* Start *

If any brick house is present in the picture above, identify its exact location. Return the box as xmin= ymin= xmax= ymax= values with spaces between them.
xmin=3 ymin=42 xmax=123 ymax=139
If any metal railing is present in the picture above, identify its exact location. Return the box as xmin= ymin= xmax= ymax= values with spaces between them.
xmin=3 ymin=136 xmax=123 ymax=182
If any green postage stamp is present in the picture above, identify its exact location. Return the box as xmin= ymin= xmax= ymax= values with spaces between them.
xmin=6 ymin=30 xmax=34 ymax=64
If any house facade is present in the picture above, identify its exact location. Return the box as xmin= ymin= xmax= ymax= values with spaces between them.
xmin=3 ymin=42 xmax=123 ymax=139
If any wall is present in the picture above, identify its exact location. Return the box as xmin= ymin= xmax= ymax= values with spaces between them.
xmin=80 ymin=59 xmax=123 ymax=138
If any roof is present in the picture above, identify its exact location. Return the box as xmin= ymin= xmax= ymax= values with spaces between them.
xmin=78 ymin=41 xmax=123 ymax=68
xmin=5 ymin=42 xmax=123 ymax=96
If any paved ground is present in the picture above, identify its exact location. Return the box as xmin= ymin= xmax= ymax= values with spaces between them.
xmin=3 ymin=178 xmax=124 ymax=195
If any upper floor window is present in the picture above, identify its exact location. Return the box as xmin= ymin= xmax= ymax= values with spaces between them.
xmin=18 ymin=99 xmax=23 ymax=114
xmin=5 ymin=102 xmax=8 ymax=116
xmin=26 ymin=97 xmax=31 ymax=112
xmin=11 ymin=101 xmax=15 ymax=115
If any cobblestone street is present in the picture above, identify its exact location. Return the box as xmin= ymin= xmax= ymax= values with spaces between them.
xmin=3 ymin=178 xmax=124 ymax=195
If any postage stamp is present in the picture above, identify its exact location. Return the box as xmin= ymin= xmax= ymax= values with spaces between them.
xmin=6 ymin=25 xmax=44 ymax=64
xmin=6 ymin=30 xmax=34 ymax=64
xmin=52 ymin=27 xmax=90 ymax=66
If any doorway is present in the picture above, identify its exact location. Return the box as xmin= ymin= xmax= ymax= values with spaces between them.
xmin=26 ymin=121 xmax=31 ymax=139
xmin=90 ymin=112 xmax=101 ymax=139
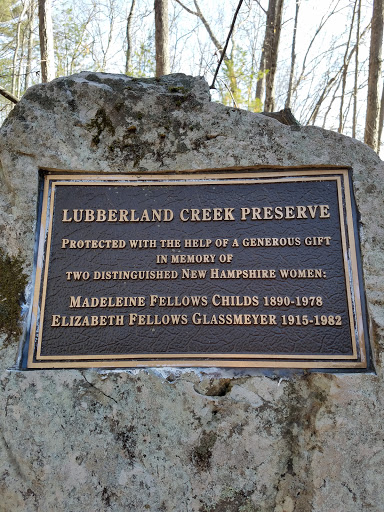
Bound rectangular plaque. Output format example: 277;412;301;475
28;170;367;369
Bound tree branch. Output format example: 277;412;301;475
175;0;200;18
252;0;267;15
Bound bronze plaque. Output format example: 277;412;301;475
28;170;367;368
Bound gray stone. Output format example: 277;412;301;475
0;72;384;512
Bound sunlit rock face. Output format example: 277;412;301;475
0;72;384;512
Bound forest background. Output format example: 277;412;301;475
0;0;384;152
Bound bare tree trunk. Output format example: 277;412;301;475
377;84;384;153
155;0;170;77
337;0;357;133
285;0;300;108
125;0;136;75
38;0;55;83
176;0;241;104
264;0;284;112
11;0;27;95
364;0;384;151
24;0;35;89
256;0;284;112
256;48;265;110
352;0;361;138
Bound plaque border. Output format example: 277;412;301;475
27;168;367;369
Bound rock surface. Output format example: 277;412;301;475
0;72;384;512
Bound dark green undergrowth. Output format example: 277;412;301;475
0;249;27;341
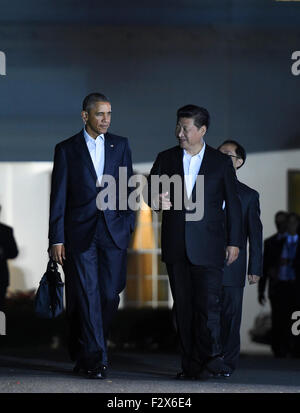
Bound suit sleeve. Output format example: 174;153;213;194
247;191;263;276
143;154;161;211
49;145;68;245
224;158;242;247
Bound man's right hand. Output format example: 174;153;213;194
50;244;66;265
258;294;266;305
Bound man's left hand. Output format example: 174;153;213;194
226;246;240;265
248;274;259;285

* End *

WRITTEN REQUEST: Convert the records above into a two-column CSV with the header request,answer and one row per request. Put each request's text and its complete answer in a single quoted field apiece, replacing line breaks with spaces, and leave the pictures out.

FINISHED TASK:
request,answer
"If any brick house is present in the picture above, identify its exact location. Return the box as xmin= ymin= xmax= ymax= values with spaces between them.","xmin=3 ymin=42 xmax=123 ymax=139"
"If any metal railing is present in the picture above, identify its exact location. Return the box as xmin= ymin= xmax= ymax= values with spaces between them.","xmin=3 ymin=136 xmax=123 ymax=182"
"If any green postage stamp is present in the picture above, identify its exact location. Return the box as xmin= ymin= xmax= ymax= values with spaces between them.","xmin=6 ymin=30 xmax=34 ymax=64"
"If any house facade is present in the picture above, identify its exact location. Return the box as xmin= ymin= xmax= ymax= values with spaces between them.","xmin=3 ymin=42 xmax=123 ymax=139"
"If any wall is present in the picture above, identify its exact location. Return the box as xmin= ymin= xmax= ymax= values with spaces between them.","xmin=80 ymin=59 xmax=123 ymax=138"
"If any roof is present in the picture above, identify its exact location. Return the box as xmin= ymin= xmax= ymax= values with spaces between them.","xmin=78 ymin=41 xmax=123 ymax=68 xmin=5 ymin=42 xmax=123 ymax=96"
"If any paved ground is present in the picture above, identify its exact location. Return the box as xmin= ymin= xmax= ymax= values with spaces between them.","xmin=3 ymin=178 xmax=124 ymax=195"
"If any upper floor window is present in the picture above, identify its exact location. Return the box as xmin= ymin= xmax= ymax= values with spaces between them.","xmin=18 ymin=99 xmax=23 ymax=114 xmin=5 ymin=102 xmax=8 ymax=116 xmin=26 ymin=97 xmax=31 ymax=112 xmin=11 ymin=101 xmax=15 ymax=115"
"If any cobblestone street is present in the picture above, identify its exact location. Return the box as xmin= ymin= xmax= ymax= values with spaces between them.","xmin=3 ymin=178 xmax=124 ymax=195"
"If any postage stamp is present in the picture above, identify its exact location. Return the box as xmin= ymin= xmax= ymax= values with spaces between them.","xmin=6 ymin=25 xmax=44 ymax=64 xmin=6 ymin=30 xmax=34 ymax=64 xmin=52 ymin=27 xmax=90 ymax=66"
"If any doorway is present in the picture above, identify its exact location. Return the box as xmin= ymin= xmax= ymax= values with spaces between them.","xmin=26 ymin=121 xmax=31 ymax=139 xmin=90 ymin=112 xmax=101 ymax=139"
"Bound rectangular plaque. Output format example: 277;412;301;475","28;170;367;369"
"Bound tree branch. Output format example: 277;412;301;475","175;0;200;18 252;0;267;15"
"Bound bronze plaque. Output format example: 277;412;301;475","28;170;367;368"
"Bound gray stone. Output format example: 277;412;301;475","0;72;384;512"
"Bound sunlit rock face. Output format example: 277;412;301;475","0;72;384;512"
"Bound forest background. Output format example: 277;412;301;475","0;0;384;152"
"Bound bare tree trunk. Output format example: 277;412;301;475","377;84;384;153 155;0;170;77 337;0;357;133 285;0;300;108 125;0;136;75 38;0;55;83 176;0;241;104 264;0;284;112 11;0;27;95 364;0;384;151 24;0;35;89 256;0;284;112 256;48;265;110 352;0;361;138"
"Bound plaque border. Output format example: 277;412;301;475","27;168;367;369"
"Bound rock surface. Output format example: 277;412;301;475","0;72;384;512"
"Bound dark green undergrowth. Output format example: 277;412;301;475","0;249;27;341"
"Bound suit sleeve. Output format example: 174;153;213;194","247;191;263;276 143;154;161;211 49;145;68;245 224;158;242;247"
"Bound man's right hand. Output format example: 174;153;213;194","50;244;66;265 258;294;266;305"
"Bound man's left hand. Output format example: 174;153;213;194","226;246;240;265 248;274;259;285"